### Reading passage
○ ○ ○ ○ ○ ○ ○
In a speech section detection apparatus according to a sixth aspect of the invention, the constant amplitude means comprises: envelope difference calculating means for calculating a positive envelope and a negative envelope of the speech signal from which noise has been removed by the preprocessing means, and for calculating an envelope difference representing the difference between the positive envelope and the negative envelope; maximum envelope difference holding means for holding a maximum envelope difference out of envelope differences previously calculated by the envelope difference calculating means; and constant-amplitude gain calculating means for calculating a constant-amplitude gain by dividing by the present envelope difference the maximum envelope difference held by the maximum envelope difference holding means. In this apparatus, the constant-amplitude gain is determined based on the envelope difference of the speech signal.
In a speech section detection apparatus according to a seventh aspect of the invention, the constant amplitude means further comprises: unity gain setting means for setting the constant-amplitude gain to unity gain when the constant-amplitude gain calculated by the constant-amplitude gain calculating means is equal to or larger than a predetermined threshold value. In this apparatus, when the constant-amplitude gain is equal to or larger than the predetermined threshold value, the constant-amplitude gain is set to unity gain.
In a speech section detection apparatus according to an eighth aspect of the invention, the gate signal generating means comprises gate signal opening means for opening the gate signal when an average value taken over a predetermined number of consecutive speech pitches extracted by the speech pitch extracting means becomes equal to or larger than a predetermined gate opening threshold value. In this apparatus, when the average value of the predetermined number of speech pitches becomes equal to or larger than the predetermined gate opening threshold value, the gate signal is opened.
In a speech section detection apparatus according to a ninth aspect of the invention, the gate signal generating means further comprises gate signal open state maintaining means for maintaining the gate signal in an open state once the gate signal is opened by the gate signal opening means, as long as the average value of the predetermined number of consecutive speech pitches extracted by the speech pitch extracting means does not become smaller than a gate closing threshold value which is smaller than the gate opening threshold value. In this apparatus, the gate signal is maintained in an open state as long as the average value of the predetermined number of consecutive speech pitches does not become smaller than the gate closing threshold value
In a speech section detection apparatus according to a 10th aspect of the invention, the gate signal generating means further comprises gate signal closing means for closing the gate signal when the average value of the predetermined number of consecutive speech pitches extracted by the speech pitch extracting means becomes smaller than the gate closing threshold value. In this apparatus, when the speech pitch average value becomes smaller than the gate closing threshold value, the gate signal is closed.
○ ○ ○ ○ ○ ○ ○
### Raw records
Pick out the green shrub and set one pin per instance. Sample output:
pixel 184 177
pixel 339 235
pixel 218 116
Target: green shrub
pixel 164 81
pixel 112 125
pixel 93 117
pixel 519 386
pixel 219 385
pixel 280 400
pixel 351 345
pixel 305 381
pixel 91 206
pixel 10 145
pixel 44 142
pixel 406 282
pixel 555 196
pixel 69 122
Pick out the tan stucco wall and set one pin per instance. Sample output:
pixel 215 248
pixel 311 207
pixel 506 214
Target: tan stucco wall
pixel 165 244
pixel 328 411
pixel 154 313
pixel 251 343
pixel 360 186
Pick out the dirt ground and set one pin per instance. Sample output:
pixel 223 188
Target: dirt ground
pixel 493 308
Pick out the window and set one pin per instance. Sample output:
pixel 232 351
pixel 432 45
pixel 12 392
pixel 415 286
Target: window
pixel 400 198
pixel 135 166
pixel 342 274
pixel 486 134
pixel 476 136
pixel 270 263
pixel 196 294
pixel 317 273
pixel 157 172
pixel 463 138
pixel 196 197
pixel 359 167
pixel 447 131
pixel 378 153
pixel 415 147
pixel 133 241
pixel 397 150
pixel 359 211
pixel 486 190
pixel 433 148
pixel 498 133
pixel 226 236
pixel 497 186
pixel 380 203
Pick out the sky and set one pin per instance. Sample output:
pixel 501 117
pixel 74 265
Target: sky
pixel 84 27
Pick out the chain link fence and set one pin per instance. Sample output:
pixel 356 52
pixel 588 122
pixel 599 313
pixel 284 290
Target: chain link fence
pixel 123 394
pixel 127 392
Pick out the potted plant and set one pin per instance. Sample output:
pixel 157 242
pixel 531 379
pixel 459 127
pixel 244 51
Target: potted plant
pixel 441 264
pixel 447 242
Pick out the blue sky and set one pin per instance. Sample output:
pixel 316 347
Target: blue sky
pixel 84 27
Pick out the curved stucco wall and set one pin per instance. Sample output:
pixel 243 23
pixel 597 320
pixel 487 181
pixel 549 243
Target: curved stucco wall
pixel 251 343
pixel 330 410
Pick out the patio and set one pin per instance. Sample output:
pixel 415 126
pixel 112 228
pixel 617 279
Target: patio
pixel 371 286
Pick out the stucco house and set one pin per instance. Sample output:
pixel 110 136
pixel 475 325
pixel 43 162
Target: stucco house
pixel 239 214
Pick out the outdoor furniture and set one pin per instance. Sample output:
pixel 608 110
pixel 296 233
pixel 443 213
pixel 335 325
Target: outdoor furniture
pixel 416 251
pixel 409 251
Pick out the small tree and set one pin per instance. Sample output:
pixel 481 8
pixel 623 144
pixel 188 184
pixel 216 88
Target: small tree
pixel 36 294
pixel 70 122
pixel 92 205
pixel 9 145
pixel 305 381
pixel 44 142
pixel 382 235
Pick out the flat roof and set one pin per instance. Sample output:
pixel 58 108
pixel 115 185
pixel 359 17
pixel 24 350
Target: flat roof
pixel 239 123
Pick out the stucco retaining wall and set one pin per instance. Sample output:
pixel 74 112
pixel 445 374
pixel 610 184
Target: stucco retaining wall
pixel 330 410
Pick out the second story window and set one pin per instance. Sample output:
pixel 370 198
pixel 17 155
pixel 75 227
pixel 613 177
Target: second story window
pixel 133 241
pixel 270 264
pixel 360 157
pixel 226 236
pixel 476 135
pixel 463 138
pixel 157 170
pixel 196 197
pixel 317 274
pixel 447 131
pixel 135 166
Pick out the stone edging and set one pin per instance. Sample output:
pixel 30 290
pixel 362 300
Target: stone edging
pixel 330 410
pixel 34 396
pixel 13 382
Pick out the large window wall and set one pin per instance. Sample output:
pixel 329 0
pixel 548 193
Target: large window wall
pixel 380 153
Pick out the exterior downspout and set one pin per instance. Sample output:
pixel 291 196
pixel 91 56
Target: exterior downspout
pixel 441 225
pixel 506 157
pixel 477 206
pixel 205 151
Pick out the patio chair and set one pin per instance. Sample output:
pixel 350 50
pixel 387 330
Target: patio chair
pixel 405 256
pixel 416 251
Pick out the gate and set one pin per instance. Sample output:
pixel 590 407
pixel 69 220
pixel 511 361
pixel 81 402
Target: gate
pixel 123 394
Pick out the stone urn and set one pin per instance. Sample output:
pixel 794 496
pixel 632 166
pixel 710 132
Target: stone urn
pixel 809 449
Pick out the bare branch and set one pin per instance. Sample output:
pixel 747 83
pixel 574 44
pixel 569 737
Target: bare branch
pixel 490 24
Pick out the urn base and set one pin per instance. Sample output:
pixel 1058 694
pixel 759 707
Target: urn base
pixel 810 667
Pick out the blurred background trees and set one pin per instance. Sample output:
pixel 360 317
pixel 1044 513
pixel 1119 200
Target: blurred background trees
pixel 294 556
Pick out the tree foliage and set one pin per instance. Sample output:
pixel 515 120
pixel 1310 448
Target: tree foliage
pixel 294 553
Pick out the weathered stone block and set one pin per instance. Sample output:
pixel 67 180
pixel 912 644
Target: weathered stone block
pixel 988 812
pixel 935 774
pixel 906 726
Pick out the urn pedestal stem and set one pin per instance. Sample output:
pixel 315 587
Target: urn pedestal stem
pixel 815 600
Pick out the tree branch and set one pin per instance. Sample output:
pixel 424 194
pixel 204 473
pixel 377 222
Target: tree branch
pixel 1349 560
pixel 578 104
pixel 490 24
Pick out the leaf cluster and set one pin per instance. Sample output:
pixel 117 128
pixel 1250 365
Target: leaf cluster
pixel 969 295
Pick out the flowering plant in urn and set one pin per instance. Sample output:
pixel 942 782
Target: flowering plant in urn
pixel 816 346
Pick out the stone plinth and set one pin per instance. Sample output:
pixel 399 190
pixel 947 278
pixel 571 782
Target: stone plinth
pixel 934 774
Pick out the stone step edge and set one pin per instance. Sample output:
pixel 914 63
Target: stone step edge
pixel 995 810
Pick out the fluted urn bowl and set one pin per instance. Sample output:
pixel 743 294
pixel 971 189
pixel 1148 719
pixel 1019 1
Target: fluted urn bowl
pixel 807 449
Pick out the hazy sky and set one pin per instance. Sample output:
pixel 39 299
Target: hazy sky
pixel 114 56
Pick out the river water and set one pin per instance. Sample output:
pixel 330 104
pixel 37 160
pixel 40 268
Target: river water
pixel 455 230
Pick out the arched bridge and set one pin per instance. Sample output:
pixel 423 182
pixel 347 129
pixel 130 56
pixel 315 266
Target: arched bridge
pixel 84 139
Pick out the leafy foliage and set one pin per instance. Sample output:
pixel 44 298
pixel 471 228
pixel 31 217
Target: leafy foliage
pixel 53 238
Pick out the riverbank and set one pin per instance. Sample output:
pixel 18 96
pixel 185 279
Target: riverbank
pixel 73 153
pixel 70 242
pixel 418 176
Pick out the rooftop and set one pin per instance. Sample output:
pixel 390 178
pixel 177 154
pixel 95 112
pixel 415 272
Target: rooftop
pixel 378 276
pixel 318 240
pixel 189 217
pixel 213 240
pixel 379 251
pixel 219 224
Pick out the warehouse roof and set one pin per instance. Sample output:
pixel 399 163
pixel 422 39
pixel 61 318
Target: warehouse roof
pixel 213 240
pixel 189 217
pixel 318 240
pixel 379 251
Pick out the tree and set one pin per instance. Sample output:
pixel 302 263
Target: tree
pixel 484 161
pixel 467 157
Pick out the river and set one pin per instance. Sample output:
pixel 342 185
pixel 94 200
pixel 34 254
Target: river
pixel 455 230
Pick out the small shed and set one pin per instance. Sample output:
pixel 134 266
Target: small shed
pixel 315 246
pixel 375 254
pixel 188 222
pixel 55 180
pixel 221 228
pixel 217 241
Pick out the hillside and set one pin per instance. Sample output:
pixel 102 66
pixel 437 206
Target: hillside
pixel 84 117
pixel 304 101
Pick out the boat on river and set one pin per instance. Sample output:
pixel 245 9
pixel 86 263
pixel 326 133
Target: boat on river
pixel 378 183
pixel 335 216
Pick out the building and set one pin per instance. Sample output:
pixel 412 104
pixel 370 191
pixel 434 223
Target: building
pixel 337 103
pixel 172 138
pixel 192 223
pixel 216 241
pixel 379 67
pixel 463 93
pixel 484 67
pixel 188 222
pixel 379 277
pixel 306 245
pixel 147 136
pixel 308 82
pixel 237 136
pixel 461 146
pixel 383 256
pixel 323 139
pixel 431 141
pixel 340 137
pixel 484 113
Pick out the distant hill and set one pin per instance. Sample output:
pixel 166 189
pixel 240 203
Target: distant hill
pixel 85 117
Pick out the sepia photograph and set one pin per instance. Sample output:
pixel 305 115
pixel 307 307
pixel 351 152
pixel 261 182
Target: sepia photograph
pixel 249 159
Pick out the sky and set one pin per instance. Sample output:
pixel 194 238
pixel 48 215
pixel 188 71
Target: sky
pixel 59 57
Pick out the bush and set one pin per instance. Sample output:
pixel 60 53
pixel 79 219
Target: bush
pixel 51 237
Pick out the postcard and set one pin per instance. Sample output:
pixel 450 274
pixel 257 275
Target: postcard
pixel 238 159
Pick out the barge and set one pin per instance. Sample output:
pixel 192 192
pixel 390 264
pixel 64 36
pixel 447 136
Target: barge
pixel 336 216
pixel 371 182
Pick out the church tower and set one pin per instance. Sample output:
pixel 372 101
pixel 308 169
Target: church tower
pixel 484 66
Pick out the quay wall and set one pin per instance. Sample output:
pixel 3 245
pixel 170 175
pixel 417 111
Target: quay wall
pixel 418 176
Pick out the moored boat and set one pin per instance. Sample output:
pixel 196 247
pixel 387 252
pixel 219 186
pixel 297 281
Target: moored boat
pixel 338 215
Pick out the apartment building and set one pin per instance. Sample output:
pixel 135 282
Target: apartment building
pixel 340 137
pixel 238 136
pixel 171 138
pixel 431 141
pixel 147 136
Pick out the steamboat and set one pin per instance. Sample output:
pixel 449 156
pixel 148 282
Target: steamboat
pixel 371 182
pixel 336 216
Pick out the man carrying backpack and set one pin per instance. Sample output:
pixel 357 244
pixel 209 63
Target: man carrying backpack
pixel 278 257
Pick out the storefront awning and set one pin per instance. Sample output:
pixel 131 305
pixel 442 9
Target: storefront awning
○ ○ ○ ○ ○ ○ ○
### Given exercise 1
Write out the speech section detection text word for word, starting at the words "In a speech section detection apparatus according to an" and stopping after "signal is opened.".
### Given exercise 2
List every means that the speech section detection text names as a part of the gate signal generating means.
### Given exercise 3
Carry on the speech section detection text from the point after its final sentence.
The material has no role in this exercise.

### Task result 1
In a speech section detection apparatus according to an eighth aspect of the invention, the gate signal generating means comprises gate signal opening means for opening the gate signal when an average value taken over a predetermined number of consecutive speech pitches extracted by the speech pitch extracting means becomes equal to or larger than a predetermined gate opening threshold value. In this apparatus, when the average value of the predetermined number of speech pitches becomes equal to or larger than the predetermined gate opening threshold value, the gate signal is opened.

### Task result 2
gate signal opening means
gate signal open state maintaining means
gate signal closing means

### Task result 3
In a speech section detection apparatus according to an 11th aspect of the invention, the speech section signal generating means comprises: first prescribed period counting means for counting a first prescribed period from the time the gate signal generated by the gate signal generating means is opened; and speech section signal opening means for setting the speech section signal open by going back in time for a second prescribed period from the time the counting of the first prescribed period by the first prescribed period counting means is completed. In this apparatus, when the gate signal has remained open continuously for the first prescribed period, the speech section signal is set open by going back in time for the second prescribed period from the end of the first prescribed period.
In a speech section detection apparatus according to a 12th aspect of the invention, the speech section signal generating means further comprises: third prescribed period counting means for counting a third prescribed period from the time the gate signal generated by the gate signal generating means is closed; and speech section signal closing means for closing the speech section signal when the counting of the third prescribed period by the third prescribed period counting means is completed. In this apparatus, the speech section signal is closed when the third prescribed period has elapsed from the time the gate signal was closed.
In a speech section detection apparatus according to a 13th aspect of the invention, the speech section signal generating means further comprises speech section signal open state maintaining means for maintaining the speech section signal in an open state when the speech section signal is set open by the speech section signal opening means by going back in time for the second prescribed period before the counting of the third prescribed period by the third prescribed period counting means is completed. In this apparatus, the speech section signal is maintained in an open state when the third prescribed period and the second prescribed period overlap each other.
BRIEF DESCRIPTION OF THE DRAWINGS
Further features and advantages of the present invention will be apparent from the following description with reference to the accompanying drawings, in which:
FIGS. 1A, 1B, and 1C are diagrams showing speech section detection results based on a pitch period according to the prior art;
FIG. 2 is a diagram showing the functional configuration of a speech section detection apparatus according to the present invention;
FIG. 3 is a flowchart illustrating a speech sampling routine;
FIG. 4 is a flowchart illustrating a preprocessing routine;
FIG. 5 is a flowchart illustrating a pitch detection routine;
FIG. 6 is a flowchart illustrating a subtraction processing routine;
FIG. 7 is a flowchart illustrating an envelope difference calculation routine;
FIGS. 8A and 8B are diagrams for explaining the effectiveness of the subtraction processing;
FIG. 9 is a flowchart illustrating an AGC processing routine;
FIGS. 10A and 10B are diagrams for explaining the effectiveness of the AGC processing;
FIG. 11 is a flowchart illustrating a peak detection processing routine;
FIG. 12 is a flowchart illustrating an extreme value detection/clamping processing routine;
FIG. 13 is a flowchart illustrating a pitch period detection processing routine;
FIGS. 14A, 14B, and 14C are diagrams (½) for explaining a pitch period detection method;
FIGS. 15A and 15B are diagrams ( 2/2) for explaining the pitch period detection method;
FIG. 16 is a flowchart illustrating a first gate signal generation routine;
FIGS. 17A and 17B are diagrams for explaining the method of gate signal generation;
FIGS. 18A, 18B, 18C, 18D, 18E, and 18F are diagrams showing speech signal processing examples;
FIG. 19 is a flowchart illustrating a second gate signal generation routine;
FIG. 20 is a flowchart illustrating a speech section signal generation routine;
FIG. 21 is a flowchart illustrating a closed state maintaining processing routine;
FIG. 22 is a flowchart illustrating a gate opening processing routine;
FIG. 23 is a flowchart illustrating an open state maintaining processing routine;
FIG. 24 is a flowchart illustrating a gate closing processing routine;
FIG. 25 is a flowchart illustrating a speech section signal output routine; and
FIG. 26 is a flowchart illustrating a word extraction routine.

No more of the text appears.